--- start of Source passage ---
House News:
On 2 May 2015, Stacey Lancaster said ‘yes’ and she is now engaged to Chad Barron. Along with Mrs Candice van Dongen (nee’ Read), we are delighted to be adding another “Mrs” to our staff, in the not-so-distant future. We have had a busy start to the year and find it hard to believe that the first half of this year is nearly done. We look forward to what lies ahead in the second half.
Behavioural Finance:
There is something most people do when they look for a potential partner: They quickly scan the room (or nowadays, the internet) to identify the most attractive candidates. This means that most of the time, appearance is on the top of the list. Good-looking beats interesting; body beats humour; and lips beat the brain. This process means that the most-promising candidates often get over-looked. This is a bit like investing – people are distracted by appearance (the pretty coloured graphs) and often overlook potential (the positioning of the funds and their objectives). Simply put, we are generally our own worst enemy when it comes to making investment decisions (or looking for a potential partner for that matter!). We need to remember that if we are focused on a long-term goal, the short-term noise is just that – noise.
--- end of Source passage ---
--- start of Data rows ---
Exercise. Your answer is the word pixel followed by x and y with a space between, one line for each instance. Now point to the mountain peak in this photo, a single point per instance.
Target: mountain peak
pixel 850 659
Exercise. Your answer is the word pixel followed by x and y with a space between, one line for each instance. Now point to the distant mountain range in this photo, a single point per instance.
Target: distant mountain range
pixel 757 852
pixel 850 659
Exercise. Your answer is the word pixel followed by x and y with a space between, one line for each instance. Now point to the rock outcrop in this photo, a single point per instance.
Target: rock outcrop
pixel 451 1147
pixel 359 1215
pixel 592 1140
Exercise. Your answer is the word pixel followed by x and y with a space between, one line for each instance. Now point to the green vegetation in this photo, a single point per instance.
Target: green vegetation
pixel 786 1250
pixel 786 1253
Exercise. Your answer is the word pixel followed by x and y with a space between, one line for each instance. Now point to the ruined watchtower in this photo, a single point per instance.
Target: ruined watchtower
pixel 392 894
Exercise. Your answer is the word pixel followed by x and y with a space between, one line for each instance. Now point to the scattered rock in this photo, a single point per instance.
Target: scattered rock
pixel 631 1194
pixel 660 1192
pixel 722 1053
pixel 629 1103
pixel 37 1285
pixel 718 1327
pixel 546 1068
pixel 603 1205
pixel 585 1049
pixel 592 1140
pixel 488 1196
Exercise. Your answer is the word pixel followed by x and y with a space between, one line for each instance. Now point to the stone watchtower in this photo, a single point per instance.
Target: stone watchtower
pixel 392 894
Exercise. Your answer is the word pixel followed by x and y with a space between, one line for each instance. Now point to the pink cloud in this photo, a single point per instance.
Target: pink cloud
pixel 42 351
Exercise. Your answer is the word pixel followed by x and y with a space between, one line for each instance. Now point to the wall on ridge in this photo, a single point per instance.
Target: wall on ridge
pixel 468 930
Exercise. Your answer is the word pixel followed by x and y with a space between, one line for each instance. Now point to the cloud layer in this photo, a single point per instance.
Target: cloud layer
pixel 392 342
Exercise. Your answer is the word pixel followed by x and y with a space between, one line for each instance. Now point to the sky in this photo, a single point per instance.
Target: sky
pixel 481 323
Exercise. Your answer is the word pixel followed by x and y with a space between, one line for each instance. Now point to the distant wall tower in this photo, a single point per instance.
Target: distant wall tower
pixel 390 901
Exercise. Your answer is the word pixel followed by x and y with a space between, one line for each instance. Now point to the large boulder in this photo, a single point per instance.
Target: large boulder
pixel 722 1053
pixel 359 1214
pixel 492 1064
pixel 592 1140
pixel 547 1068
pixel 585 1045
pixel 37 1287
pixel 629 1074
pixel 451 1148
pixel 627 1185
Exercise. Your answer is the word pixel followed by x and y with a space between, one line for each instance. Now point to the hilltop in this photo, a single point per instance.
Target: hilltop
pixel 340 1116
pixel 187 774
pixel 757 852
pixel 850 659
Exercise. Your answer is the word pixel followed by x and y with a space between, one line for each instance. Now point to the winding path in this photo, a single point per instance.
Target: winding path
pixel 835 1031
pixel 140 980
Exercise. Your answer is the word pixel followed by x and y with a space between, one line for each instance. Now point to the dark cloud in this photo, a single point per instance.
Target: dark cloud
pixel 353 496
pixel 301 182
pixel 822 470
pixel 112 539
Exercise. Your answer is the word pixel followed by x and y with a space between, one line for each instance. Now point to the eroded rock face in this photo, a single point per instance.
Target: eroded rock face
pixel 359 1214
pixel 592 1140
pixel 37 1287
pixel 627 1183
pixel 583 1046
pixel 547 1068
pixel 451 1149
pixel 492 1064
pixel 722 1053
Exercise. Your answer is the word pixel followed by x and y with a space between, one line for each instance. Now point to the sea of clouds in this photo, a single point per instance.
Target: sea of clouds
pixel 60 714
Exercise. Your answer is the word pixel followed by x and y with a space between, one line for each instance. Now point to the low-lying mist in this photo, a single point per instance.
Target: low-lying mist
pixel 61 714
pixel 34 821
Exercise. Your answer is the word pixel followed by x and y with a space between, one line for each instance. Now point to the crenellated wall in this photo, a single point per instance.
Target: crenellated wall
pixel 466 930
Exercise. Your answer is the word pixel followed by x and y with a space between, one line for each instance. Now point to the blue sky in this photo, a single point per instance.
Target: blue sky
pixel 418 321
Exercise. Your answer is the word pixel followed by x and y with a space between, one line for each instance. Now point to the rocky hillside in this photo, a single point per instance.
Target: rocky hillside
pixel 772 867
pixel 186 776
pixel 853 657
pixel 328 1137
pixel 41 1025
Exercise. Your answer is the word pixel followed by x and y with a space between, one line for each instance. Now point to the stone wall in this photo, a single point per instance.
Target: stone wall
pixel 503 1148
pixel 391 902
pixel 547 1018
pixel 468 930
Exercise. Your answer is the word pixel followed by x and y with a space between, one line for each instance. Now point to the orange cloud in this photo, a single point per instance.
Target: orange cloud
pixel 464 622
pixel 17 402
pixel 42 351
--- end of Data rows ---
--- start of Data rows ---
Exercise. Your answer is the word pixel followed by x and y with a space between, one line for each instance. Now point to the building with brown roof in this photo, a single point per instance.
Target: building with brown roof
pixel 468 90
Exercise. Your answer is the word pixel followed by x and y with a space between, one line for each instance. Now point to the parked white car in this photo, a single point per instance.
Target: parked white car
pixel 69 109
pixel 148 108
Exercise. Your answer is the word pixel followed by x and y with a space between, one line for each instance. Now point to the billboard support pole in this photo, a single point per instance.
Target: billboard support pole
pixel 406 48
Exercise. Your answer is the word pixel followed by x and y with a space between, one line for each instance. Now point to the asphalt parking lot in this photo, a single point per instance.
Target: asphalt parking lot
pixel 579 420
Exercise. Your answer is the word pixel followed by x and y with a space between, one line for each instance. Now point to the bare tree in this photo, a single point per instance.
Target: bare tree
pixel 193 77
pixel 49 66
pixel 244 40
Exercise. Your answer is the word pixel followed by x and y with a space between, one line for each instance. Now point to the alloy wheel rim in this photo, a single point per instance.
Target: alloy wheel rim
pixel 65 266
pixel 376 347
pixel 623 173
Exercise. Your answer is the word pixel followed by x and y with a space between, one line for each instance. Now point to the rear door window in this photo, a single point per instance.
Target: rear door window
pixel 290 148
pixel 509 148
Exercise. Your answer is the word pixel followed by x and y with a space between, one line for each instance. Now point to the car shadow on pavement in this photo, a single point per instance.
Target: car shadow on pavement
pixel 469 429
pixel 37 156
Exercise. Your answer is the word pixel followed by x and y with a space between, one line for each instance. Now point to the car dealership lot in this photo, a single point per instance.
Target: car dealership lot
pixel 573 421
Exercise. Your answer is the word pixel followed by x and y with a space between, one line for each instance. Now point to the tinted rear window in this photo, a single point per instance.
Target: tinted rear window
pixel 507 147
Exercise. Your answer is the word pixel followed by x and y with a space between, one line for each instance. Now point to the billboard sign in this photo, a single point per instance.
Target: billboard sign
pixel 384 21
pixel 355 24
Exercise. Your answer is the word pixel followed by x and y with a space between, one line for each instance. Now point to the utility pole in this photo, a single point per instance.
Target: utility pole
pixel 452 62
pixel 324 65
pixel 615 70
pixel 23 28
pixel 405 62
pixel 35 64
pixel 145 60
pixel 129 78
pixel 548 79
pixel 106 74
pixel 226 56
--- end of Data rows ---
--- start of Data rows ---
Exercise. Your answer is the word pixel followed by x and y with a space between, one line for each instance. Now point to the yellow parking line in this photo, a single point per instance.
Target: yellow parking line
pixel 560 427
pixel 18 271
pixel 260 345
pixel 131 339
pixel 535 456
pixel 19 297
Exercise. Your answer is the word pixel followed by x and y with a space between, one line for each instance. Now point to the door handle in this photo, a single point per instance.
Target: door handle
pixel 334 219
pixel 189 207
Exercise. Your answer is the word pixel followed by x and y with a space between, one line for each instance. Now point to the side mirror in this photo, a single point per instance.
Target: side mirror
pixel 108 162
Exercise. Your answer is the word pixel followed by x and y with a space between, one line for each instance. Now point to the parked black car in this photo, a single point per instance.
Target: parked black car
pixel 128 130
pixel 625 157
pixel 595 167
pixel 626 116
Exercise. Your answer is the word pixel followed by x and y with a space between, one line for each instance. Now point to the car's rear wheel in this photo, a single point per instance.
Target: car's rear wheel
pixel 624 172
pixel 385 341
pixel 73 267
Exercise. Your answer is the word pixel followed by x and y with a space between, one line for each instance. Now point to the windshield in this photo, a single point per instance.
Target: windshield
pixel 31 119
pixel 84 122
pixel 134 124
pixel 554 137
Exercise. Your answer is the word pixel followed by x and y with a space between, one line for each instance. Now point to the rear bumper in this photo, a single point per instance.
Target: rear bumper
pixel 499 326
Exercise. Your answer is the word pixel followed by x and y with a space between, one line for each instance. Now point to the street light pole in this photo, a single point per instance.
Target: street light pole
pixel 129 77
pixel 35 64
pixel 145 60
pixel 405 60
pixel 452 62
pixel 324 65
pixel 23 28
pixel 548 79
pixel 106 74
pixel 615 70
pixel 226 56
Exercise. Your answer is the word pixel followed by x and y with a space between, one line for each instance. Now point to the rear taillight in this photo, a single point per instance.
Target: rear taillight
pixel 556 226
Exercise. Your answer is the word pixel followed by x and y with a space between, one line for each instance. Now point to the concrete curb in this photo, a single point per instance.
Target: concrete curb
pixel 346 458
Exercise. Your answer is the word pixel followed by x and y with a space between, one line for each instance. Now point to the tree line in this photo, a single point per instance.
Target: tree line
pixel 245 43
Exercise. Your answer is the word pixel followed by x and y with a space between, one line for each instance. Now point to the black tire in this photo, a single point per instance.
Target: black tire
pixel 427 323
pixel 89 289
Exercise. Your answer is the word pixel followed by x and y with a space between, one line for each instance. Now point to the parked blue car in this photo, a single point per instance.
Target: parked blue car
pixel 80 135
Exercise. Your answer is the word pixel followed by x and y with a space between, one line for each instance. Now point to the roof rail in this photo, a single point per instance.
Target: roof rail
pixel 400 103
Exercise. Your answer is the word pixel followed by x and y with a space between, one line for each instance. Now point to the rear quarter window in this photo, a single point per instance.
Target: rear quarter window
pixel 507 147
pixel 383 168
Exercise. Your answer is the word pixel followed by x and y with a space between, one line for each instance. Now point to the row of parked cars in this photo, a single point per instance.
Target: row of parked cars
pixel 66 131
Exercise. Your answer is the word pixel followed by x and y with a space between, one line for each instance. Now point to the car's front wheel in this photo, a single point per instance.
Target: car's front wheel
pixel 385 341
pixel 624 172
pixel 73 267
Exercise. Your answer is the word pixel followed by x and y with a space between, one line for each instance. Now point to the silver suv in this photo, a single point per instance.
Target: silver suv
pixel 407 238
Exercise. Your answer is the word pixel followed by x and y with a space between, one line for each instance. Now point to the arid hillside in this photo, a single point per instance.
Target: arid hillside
--- end of Data rows ---
**What this exercise asks**.
1 > Translate this sentence from the newsletter into Spanish: "This process means that the most-promising candidates often get over-looked."
2 > Please carry on writing the newsletter, picking up after its final sentence.

**Solved problems**.
1 > Este proceso significa que los candidatos más prometedores a menudo pasan desapercibidos.

2 >
Numerous studies by psychologists show that although investors’ decision-making is often irrational (we look at beauty before brains), they are irrational in predictable ways. Investors, more often than not, make what is known as an ‘inside view’, which means that they focus on information that is available close at hand – such as investment advice from their cousin given at a family Sunday lunch. Further studies done in the USA and in RSA have shown that the average returns earned by unit trust funds are higher than the returns an individual experiences. This is simply because of investor behaviour: ad-hoc investments, withdrawals and switching, affect the overall return the individual experiences. Buying and selling investments based on everyday events or market moves may cause you to lock in losses that could have easily been avoided. Furthermore, poor performance (normally over the short-term, due to market changes) has been shown to increase the desire to act and this desire to act intensifies after a loss. 2008 is a good example of investors who locked in their losses by selling out of equities – see the line graph below.
As Winnie-the-Pooh famously quoted: “Never underestimate the value of doing nothing.” In investing, selling after a loss is counterproductive – you will only cash in and realise the loss. Investors are also very herd-like in nature, as they are all easily influenced by what they hear about a stock or a fund manager in the news or from a friend. It is difficult to go against the herd and that is what we are here for – to ensure our clients are aware of their long-term objectives and to ride out the volatility with them. We are aware that we are all facing more uncertainty going forward but are confident that you are in good hands.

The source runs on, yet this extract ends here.